_Text under study_
□ □ □ □ □
4.3. Need for Better Data
Any model output is as good as the data is as the assumptions are. The details about the day of symptom onset today of sample collection and the day of diagnosis and day of reporting was not available in the respective public domains of the states, thus were not considered in the model. Availability of this information may improve the model performance further. Also, as the capacity for testing was increased gradually the delay between the sample collection and testing had declined [3]. Having local data for each state with specific serial interval or generation time could have helped in the improvement of this analysis. The other published studies from India have also relied on external information source [7] [47]. It is expected that those who will be replicating the study can focus on further improving the model by addressing the gaps. The states’ response was mixed with some states going for only institutional quarantine while others going for home and institutional quarantine. An additional limitation of this model is reliant on the published information, which was dependence on the published case reports, thus sensitive to the local level variation in the testing strategy.
4.4. Consensus on Models
There are many types of forecasting and predictive modelling has been published on the COVID epidemic in India [48] [49]. All these models are relevant in the scientific quest and add value to the knowledge base of this novel virus. However, different models will provide different results creating confusion, and making it difficult for the policymakers to take decisions. However, there are other epidemic response initiatives in India which focuses on a single tool for the epidemic projection leading to harmony in the response [50]. The other model of managing a large number of real-time scientific publication is by aggregating them all and adding mutual accountability [51]. Most importantly the real-time forecasts can happen only if it is repeated again and again regular intervals [14].
□ □ □ □ □
[Collected data]
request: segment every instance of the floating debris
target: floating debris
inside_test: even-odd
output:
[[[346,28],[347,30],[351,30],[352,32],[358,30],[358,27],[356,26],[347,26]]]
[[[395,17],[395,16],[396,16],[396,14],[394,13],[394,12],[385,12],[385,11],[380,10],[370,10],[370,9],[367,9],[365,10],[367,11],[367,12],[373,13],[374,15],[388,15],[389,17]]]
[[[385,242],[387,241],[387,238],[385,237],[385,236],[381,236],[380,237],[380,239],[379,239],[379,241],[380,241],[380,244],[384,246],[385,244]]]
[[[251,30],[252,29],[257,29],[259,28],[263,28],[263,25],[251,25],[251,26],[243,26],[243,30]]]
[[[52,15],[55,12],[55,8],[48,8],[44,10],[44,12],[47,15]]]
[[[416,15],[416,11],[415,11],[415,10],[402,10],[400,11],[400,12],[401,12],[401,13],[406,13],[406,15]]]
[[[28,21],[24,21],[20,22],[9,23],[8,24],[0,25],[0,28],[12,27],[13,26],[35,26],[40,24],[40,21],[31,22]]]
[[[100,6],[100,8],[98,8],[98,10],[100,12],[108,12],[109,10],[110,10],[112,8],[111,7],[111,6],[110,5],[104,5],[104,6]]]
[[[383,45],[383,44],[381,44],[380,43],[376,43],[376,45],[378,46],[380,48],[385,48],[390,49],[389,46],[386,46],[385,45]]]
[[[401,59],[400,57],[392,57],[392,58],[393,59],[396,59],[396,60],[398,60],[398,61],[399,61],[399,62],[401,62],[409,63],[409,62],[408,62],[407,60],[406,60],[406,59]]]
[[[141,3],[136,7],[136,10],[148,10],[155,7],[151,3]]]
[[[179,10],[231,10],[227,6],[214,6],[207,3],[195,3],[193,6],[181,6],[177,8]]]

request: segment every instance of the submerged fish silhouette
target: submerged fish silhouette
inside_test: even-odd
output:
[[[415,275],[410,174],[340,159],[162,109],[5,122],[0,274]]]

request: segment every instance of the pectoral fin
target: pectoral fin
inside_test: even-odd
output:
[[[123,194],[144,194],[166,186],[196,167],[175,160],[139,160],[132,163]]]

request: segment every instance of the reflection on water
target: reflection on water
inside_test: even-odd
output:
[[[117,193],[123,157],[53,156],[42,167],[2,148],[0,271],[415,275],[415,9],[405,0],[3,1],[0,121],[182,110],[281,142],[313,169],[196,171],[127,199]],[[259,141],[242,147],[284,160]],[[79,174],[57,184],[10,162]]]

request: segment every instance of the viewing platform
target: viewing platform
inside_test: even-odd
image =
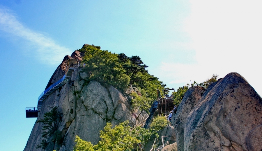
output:
[[[51,94],[65,84],[71,78],[75,70],[84,67],[85,65],[85,64],[78,63],[77,59],[69,59],[66,68],[66,73],[63,77],[46,89],[38,97],[37,109],[36,109],[36,107],[26,108],[26,117],[37,117],[38,112],[41,109],[44,100]]]
[[[26,115],[27,118],[37,117],[38,111],[36,107],[26,108]]]

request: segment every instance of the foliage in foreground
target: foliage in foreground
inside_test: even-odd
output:
[[[94,151],[91,143],[81,139],[77,135],[75,136],[75,141],[76,144],[74,147],[73,151]]]
[[[203,87],[206,89],[210,85],[217,81],[217,79],[218,77],[218,76],[217,75],[213,74],[211,78],[199,84],[198,84],[195,81],[194,81],[194,82],[192,84],[192,86],[193,86],[196,85]],[[174,100],[174,104],[175,105],[178,106],[180,103],[182,101],[184,95],[188,89],[189,87],[189,84],[187,83],[186,85],[183,86],[182,87],[179,87],[177,89],[176,92],[174,92],[172,93],[172,95],[173,95],[173,99]]]
[[[146,69],[148,66],[139,56],[129,57],[123,53],[112,53],[100,48],[88,45],[78,50],[84,54],[82,62],[86,65],[83,71],[87,73],[89,80],[111,85],[123,92],[131,84],[148,98],[144,101],[150,105],[157,98],[156,90],[162,93],[166,85],[148,73]],[[134,108],[140,105],[137,105]]]
[[[38,145],[37,148],[44,149],[47,145],[47,139],[51,136],[55,137],[58,144],[62,143],[62,139],[61,132],[57,130],[61,118],[61,116],[57,110],[57,107],[55,107],[50,112],[45,114],[43,119],[40,119],[36,121],[36,123],[40,123],[44,125],[42,129],[42,139],[40,145]]]
[[[166,126],[166,120],[163,120],[163,119],[165,119],[164,117],[157,118],[154,120],[155,121],[152,122],[152,128],[148,129],[139,126],[131,129],[127,121],[114,128],[112,128],[111,123],[107,123],[104,130],[100,131],[101,140],[97,144],[93,146],[90,142],[82,140],[77,136],[75,141],[77,143],[74,151],[140,150],[139,147],[144,146],[152,136],[158,137],[157,132]]]

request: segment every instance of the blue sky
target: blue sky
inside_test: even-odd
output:
[[[1,150],[23,150],[25,107],[85,43],[139,56],[170,88],[234,71],[262,93],[259,1],[0,1]]]

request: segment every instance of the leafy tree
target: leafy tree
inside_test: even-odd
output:
[[[142,111],[143,110],[147,110],[150,107],[150,105],[149,104],[150,98],[146,97],[144,96],[140,96],[135,92],[132,93],[130,96],[133,98],[131,100],[131,104],[132,108],[136,109],[138,108]],[[138,120],[141,113],[141,112],[137,116],[137,120]]]
[[[174,104],[178,106],[182,101],[185,93],[188,89],[189,87],[189,84],[187,83],[186,85],[183,86],[182,87],[179,87],[177,89],[176,92],[174,92],[172,93]]]
[[[218,75],[215,75],[213,74],[211,78],[206,80],[203,82],[197,84],[197,85],[205,88],[206,89],[211,83],[217,81],[217,79],[218,77]]]
[[[132,130],[131,131],[131,134],[134,137],[141,141],[139,144],[141,148],[143,148],[146,144],[148,142],[151,136],[156,135],[156,133],[152,131],[151,129],[146,129],[139,126],[137,126]],[[139,149],[138,148],[137,149]]]
[[[141,141],[130,134],[130,127],[128,126],[128,121],[126,121],[111,128],[112,124],[107,123],[104,130],[100,131],[101,140],[94,146],[95,150],[98,151],[122,151],[133,149],[134,144]]]
[[[157,132],[164,129],[167,125],[165,117],[157,116],[154,118],[150,124],[150,129],[152,131]]]
[[[158,89],[162,92],[166,86],[148,73],[145,69],[148,66],[144,64],[139,56],[130,57],[123,53],[113,54],[90,45],[78,51],[84,53],[82,62],[86,65],[83,71],[87,73],[89,80],[95,80],[103,85],[111,85],[123,91],[131,84],[141,91],[147,98],[142,99],[146,102],[139,101],[143,104],[136,103],[134,107],[148,110],[149,107],[147,107],[157,98],[156,90]],[[147,107],[144,107],[145,106]]]
[[[139,56],[132,56],[130,58],[122,53],[119,54],[117,57],[125,71],[125,74],[130,77],[130,84],[132,84],[136,81],[135,76],[139,73],[147,73],[148,71],[145,68],[148,66],[145,64],[142,64],[144,63]]]
[[[96,80],[102,84],[112,85],[123,90],[128,86],[130,78],[119,63],[118,55],[102,51],[90,45],[79,50],[85,53],[84,71],[88,73],[89,80]]]
[[[73,151],[94,151],[91,142],[81,139],[77,135],[75,136],[75,141],[76,144],[74,147]]]
[[[49,137],[54,136],[56,137],[56,142],[59,144],[62,143],[61,132],[57,130],[58,123],[61,119],[61,116],[57,110],[57,107],[55,107],[50,112],[45,114],[44,119],[37,121],[36,123],[43,124],[42,129],[42,139],[40,145],[38,145],[37,148],[45,149],[47,145],[46,139]]]

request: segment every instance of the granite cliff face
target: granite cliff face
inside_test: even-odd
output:
[[[77,58],[77,57],[82,57],[81,55],[76,51],[71,57]],[[63,77],[66,59],[72,58],[71,57],[65,57],[47,87],[51,82],[55,82]],[[45,149],[37,149],[41,142],[43,125],[36,123],[24,151],[72,150],[76,135],[95,144],[100,140],[99,131],[103,130],[107,122],[111,123],[114,125],[134,118],[132,115],[134,114],[130,109],[126,96],[112,86],[105,87],[95,81],[87,82],[87,76],[80,69],[75,71],[66,84],[44,100],[38,113],[37,120],[43,118],[45,113],[54,107],[58,107],[62,116],[58,130],[61,132],[63,143],[58,144],[53,137],[51,137],[47,139],[48,144]],[[137,112],[134,113],[139,114]],[[147,114],[142,114],[146,116]]]
[[[190,88],[173,115],[178,151],[262,150],[262,99],[237,73]]]

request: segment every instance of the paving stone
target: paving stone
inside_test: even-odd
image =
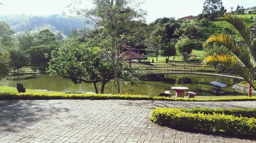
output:
[[[256,101],[0,101],[0,142],[256,142],[161,127],[156,107],[256,108]]]

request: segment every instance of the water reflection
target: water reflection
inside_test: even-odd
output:
[[[226,92],[227,95],[244,94],[231,88],[234,79],[214,76],[201,76],[192,75],[165,75],[161,78],[161,81],[144,81],[132,86],[129,82],[121,82],[121,89],[122,94],[158,95],[165,91],[170,90],[170,87],[183,86],[189,88],[189,91],[197,93],[197,95],[214,96],[210,93],[215,87],[209,82],[217,81],[228,85],[222,88],[222,91]],[[0,85],[16,87],[17,82],[22,83],[26,89],[50,90],[70,93],[95,92],[94,88],[90,84],[75,85],[72,81],[60,76],[51,77],[48,75],[39,74],[27,75],[22,77],[10,77],[9,80],[3,79],[0,81]],[[98,85],[99,88],[100,85]],[[116,94],[117,90],[112,81],[106,84],[105,94]],[[175,94],[173,91],[173,94]]]

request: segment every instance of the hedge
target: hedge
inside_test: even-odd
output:
[[[171,127],[185,127],[214,132],[226,132],[234,134],[256,135],[256,119],[238,117],[232,115],[225,115],[217,112],[240,112],[243,110],[247,113],[251,111],[239,108],[237,111],[234,109],[210,109],[209,113],[198,112],[194,110],[179,108],[156,108],[152,111],[150,120],[161,126]],[[255,110],[255,109],[252,110]],[[206,110],[202,109],[202,111]],[[210,111],[212,111],[211,112]]]
[[[211,109],[207,108],[194,108],[182,109],[183,111],[193,113],[204,113],[204,114],[221,113],[228,115],[233,115],[237,117],[244,117],[256,118],[256,108],[218,108]]]
[[[95,94],[66,94],[66,93],[1,93],[0,100],[52,100],[52,99],[123,99],[148,100],[180,101],[256,101],[253,97],[225,97],[220,98],[170,98],[161,96],[150,96],[133,95],[104,95]]]

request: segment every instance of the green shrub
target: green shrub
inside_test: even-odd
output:
[[[205,110],[204,109],[202,110]],[[199,110],[198,108],[195,110],[178,108],[156,108],[152,111],[150,120],[161,126],[184,127],[186,128],[211,132],[255,135],[255,118],[217,113],[213,111],[217,110],[209,109],[209,111],[211,110],[212,112],[209,111],[210,114],[206,114],[200,112],[193,112],[195,110]],[[226,109],[227,111],[229,110],[231,111],[229,112],[231,112],[236,109]],[[241,111],[243,109],[238,110]],[[219,112],[224,110],[224,109],[221,109]],[[247,111],[246,109],[244,110]]]
[[[182,109],[183,111],[193,113],[204,113],[204,114],[212,115],[216,113],[233,115],[237,117],[244,117],[247,118],[256,118],[256,108],[218,108],[210,109],[207,108],[195,108]]]
[[[256,97],[223,97],[219,98],[183,98],[161,96],[150,96],[133,95],[104,95],[95,94],[66,93],[0,93],[0,100],[50,100],[50,99],[124,99],[149,100],[179,101],[256,101]]]

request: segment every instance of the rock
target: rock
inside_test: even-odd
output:
[[[24,88],[23,85],[20,83],[17,83],[17,90],[18,93],[26,93],[26,89]]]

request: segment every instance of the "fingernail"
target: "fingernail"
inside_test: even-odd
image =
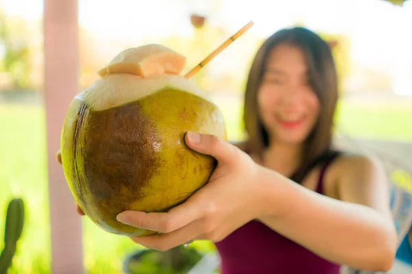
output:
[[[127,216],[127,214],[124,213],[119,213],[117,214],[117,216],[116,216],[116,220],[117,220],[120,223],[123,223],[127,225],[129,221],[129,218]]]
[[[199,144],[201,142],[201,135],[197,133],[188,132],[187,137],[189,138],[189,140],[194,144]]]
□ □ □ □ □
_Task brief_
According to the text on COVID epidemic modeling in India, what happened to the delay between sample collection and testing as testing capacity gradually increased?

_Solved problem_
The delay declined.